(Work to complete) Rescale everything from the line containing "Expected: one dot placed on each instance of the metal" down to the line containing "point(328, 250)", both ends included. Reproduce those lines with their requests, multiply each coordinate in the answer points by 0.7 and round to whole numbers with halves going up, leave the sample coordinates in the requests as they are, and return only those lines.

(Items from a dataset)
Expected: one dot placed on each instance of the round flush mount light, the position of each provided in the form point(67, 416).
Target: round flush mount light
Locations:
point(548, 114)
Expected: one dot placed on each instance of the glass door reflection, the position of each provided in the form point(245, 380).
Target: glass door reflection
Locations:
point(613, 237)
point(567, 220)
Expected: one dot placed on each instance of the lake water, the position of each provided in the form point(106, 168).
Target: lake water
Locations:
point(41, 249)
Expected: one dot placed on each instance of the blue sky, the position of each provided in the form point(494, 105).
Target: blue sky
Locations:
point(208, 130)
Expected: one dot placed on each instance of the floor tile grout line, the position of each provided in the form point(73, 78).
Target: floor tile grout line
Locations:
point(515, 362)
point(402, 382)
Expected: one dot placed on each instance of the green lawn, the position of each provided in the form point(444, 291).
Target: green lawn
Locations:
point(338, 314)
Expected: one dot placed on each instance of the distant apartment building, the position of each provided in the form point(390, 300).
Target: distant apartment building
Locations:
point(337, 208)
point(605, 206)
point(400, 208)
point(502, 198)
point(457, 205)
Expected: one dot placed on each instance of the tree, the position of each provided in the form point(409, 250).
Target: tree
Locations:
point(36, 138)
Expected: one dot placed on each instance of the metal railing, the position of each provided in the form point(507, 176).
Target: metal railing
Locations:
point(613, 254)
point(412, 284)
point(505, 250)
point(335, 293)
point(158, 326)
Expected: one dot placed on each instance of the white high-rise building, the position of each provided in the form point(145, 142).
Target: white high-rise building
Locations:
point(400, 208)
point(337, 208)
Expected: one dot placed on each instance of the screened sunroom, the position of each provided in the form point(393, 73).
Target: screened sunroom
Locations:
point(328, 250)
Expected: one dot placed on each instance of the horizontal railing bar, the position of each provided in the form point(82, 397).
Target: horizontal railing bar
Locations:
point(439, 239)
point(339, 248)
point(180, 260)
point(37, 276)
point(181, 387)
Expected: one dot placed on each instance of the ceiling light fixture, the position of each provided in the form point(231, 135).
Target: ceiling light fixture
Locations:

* * *

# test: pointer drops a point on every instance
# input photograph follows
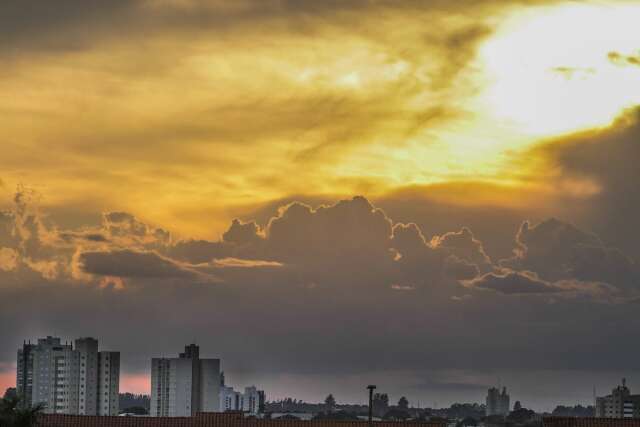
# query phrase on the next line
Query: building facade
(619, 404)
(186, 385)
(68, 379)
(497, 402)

(Result)
Expected: one dot placed on each instance of the metal railing, the position of each provided in the form point(507, 176).
Target: metal railing
Locations:
point(429, 178)
point(288, 199)
point(354, 175)
point(235, 205)
point(111, 228)
Expected: one dot placed on each instance of the white high-rise building, the position of each provided in the form point(145, 142).
Target: white high-rise building
Locations:
point(280, 146)
point(236, 146)
Expected: one dot placed on each instance of the screened sunroom, the position of each provided in the form point(393, 73).
Target: screened sunroom
Locations:
point(230, 175)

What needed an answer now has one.